# EXERCISE GOAL
Each line below needs to be returned exactly. Skip any picture.

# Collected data

'''

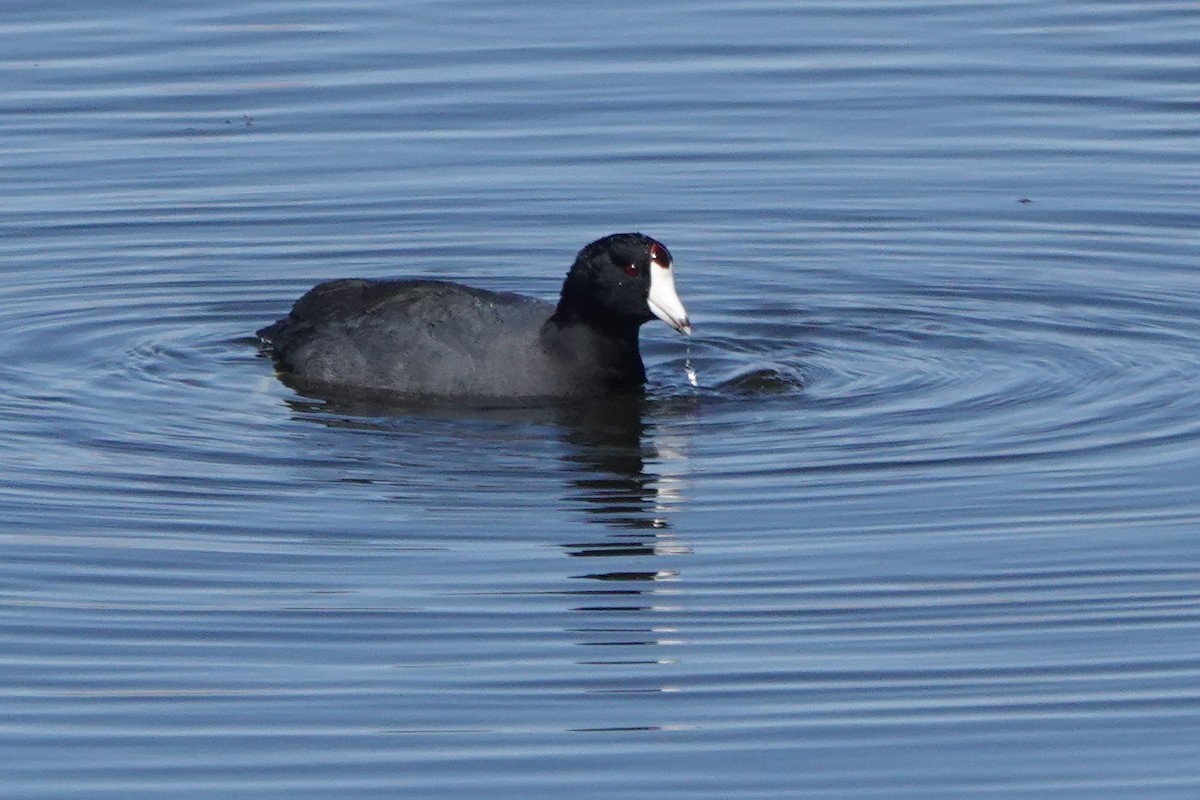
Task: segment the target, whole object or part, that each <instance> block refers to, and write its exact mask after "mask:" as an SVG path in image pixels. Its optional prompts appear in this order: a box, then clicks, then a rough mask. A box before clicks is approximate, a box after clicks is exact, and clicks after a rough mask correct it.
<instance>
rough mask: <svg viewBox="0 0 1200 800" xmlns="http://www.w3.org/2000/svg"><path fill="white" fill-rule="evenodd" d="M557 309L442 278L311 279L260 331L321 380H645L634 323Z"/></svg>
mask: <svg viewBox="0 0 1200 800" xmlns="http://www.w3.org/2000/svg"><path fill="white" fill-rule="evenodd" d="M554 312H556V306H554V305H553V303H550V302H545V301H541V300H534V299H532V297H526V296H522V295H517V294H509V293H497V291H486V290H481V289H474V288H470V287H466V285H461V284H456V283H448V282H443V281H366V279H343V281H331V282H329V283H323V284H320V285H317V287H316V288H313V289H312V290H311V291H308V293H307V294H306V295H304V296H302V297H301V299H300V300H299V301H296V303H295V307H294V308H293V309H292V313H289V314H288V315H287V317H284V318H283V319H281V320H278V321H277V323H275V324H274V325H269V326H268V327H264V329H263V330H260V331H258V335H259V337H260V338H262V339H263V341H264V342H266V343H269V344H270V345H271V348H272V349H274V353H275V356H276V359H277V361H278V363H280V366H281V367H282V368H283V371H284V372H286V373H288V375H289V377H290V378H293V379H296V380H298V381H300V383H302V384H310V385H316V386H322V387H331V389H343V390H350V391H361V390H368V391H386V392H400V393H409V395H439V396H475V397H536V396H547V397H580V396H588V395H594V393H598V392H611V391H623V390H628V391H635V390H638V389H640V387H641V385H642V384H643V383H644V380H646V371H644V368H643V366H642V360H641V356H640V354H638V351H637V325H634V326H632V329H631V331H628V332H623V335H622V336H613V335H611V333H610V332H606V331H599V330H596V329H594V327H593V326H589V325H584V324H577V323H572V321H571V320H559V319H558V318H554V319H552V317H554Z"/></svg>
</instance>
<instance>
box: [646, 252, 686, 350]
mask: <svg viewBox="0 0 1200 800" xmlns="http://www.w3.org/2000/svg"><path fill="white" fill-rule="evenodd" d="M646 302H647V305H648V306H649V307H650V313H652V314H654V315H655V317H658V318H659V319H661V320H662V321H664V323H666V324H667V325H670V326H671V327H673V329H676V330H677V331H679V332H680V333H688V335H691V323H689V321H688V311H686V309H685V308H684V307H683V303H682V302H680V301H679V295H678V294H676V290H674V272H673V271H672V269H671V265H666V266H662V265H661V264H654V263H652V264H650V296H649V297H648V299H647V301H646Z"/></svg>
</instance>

'''

# ANSWER
Task: segment the target, whole object or part, that each <instance> block refers to, and write its exact mask after "mask:" as an SVG path in image pixels. Its optional prompts appear in this order: a box, then clicks, then a rough mask. A box before clicks is approximate, a box after clicks is exact, and clicks after a rough mask correct it.
<instance>
rough mask: <svg viewBox="0 0 1200 800" xmlns="http://www.w3.org/2000/svg"><path fill="white" fill-rule="evenodd" d="M557 309L442 278L311 279L260 331L321 380H645L634 323Z"/></svg>
mask: <svg viewBox="0 0 1200 800" xmlns="http://www.w3.org/2000/svg"><path fill="white" fill-rule="evenodd" d="M554 312H556V306H554V305H553V303H550V302H545V301H541V300H534V299H532V297H526V296H522V295H517V294H509V293H497V291H486V290H481V289H474V288H470V287H466V285H461V284H456V283H448V282H443V281H366V279H343V281H331V282H329V283H323V284H320V285H317V287H316V288H313V289H312V290H311V291H308V293H307V294H306V295H304V296H302V297H301V299H300V300H299V301H296V303H295V307H294V308H293V309H292V313H289V314H288V315H287V317H284V318H283V319H281V320H278V321H277V323H275V324H274V325H269V326H268V327H264V329H263V330H260V331H258V335H259V337H260V338H262V339H263V341H264V342H266V343H269V344H270V345H271V348H272V349H274V353H275V356H276V359H277V361H278V363H280V366H281V367H282V368H283V371H284V372H286V373H288V375H289V377H290V378H293V379H296V380H298V381H300V383H302V384H310V385H316V386H322V387H331V389H343V390H350V391H361V390H368V391H386V392H400V393H409V395H439V396H475V397H536V396H547V397H580V396H588V395H594V393H598V392H611V391H623V390H628V391H635V390H638V389H640V387H641V385H642V384H643V383H644V380H646V371H644V368H643V366H642V360H641V356H640V354H638V351H637V325H634V326H632V329H631V331H628V332H623V335H622V336H613V335H611V333H610V332H606V331H599V330H596V329H594V327H593V326H589V325H584V324H577V323H572V321H571V320H559V319H558V318H554V319H552V317H554Z"/></svg>
</instance>
<instance>
box: [646, 252, 686, 350]
mask: <svg viewBox="0 0 1200 800" xmlns="http://www.w3.org/2000/svg"><path fill="white" fill-rule="evenodd" d="M646 302H647V305H648V306H649V307H650V313H652V314H654V315H655V317H658V318H659V319H661V320H662V321H664V323H666V324H667V325H670V326H671V327H673V329H676V330H677V331H679V332H680V333H688V335H691V323H689V321H688V311H686V309H685V308H684V307H683V303H682V302H680V301H679V295H678V294H676V290H674V272H673V271H672V269H671V265H666V266H662V265H661V264H654V263H652V264H650V296H649V297H648V299H647V301H646Z"/></svg>
</instance>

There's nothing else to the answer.